** THE REQUEST **
Write out, character for character, the line containing "bench and record integer pixel coordinates." and all lines after it up to the end of the listing.

(Items listed in a dataset)
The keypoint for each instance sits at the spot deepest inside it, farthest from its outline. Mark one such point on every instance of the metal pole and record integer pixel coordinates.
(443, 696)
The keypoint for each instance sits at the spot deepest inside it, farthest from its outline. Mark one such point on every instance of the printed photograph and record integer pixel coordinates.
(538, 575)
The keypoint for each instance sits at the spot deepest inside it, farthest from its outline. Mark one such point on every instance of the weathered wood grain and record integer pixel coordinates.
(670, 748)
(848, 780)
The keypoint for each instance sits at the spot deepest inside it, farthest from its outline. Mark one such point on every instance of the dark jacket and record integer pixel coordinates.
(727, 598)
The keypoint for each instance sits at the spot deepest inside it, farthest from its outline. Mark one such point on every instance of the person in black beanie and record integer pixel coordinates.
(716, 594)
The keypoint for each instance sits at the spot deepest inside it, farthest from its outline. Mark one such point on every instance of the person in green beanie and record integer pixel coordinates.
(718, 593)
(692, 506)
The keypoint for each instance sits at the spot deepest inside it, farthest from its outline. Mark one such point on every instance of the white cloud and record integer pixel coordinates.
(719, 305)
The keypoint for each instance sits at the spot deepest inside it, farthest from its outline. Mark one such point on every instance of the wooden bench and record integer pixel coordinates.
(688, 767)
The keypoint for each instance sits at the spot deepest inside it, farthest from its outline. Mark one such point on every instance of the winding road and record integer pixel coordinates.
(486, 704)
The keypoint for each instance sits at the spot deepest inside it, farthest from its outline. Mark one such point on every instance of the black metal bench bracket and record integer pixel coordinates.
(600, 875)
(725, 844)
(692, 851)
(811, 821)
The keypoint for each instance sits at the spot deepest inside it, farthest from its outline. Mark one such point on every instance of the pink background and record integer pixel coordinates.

** EXPECTED OUTPUT **
The keypoint for each instance sits at the spot deepest inside it, farthest from its outline. Mark one such point on every instance of the wooden bench and record integer pixel coordinates.
(688, 767)
The keypoint for each instance sits at the spot deepest inside it, farthest from its outline. Mark one such point on every instance of the winding road and record integer pixel coordinates.
(486, 704)
The keypoint for each instance sits at the spot deepest inside it, farthest from its outline. Mark one such point on every instance of the black metal bench bracket and record integer pixel coordinates.
(600, 875)
(725, 844)
(692, 851)
(811, 821)
The keypoint for each instance sits at the spot deepest inside it, farthest from its outline. Mark one such point on every instance of the pink background and record integer pixel coordinates.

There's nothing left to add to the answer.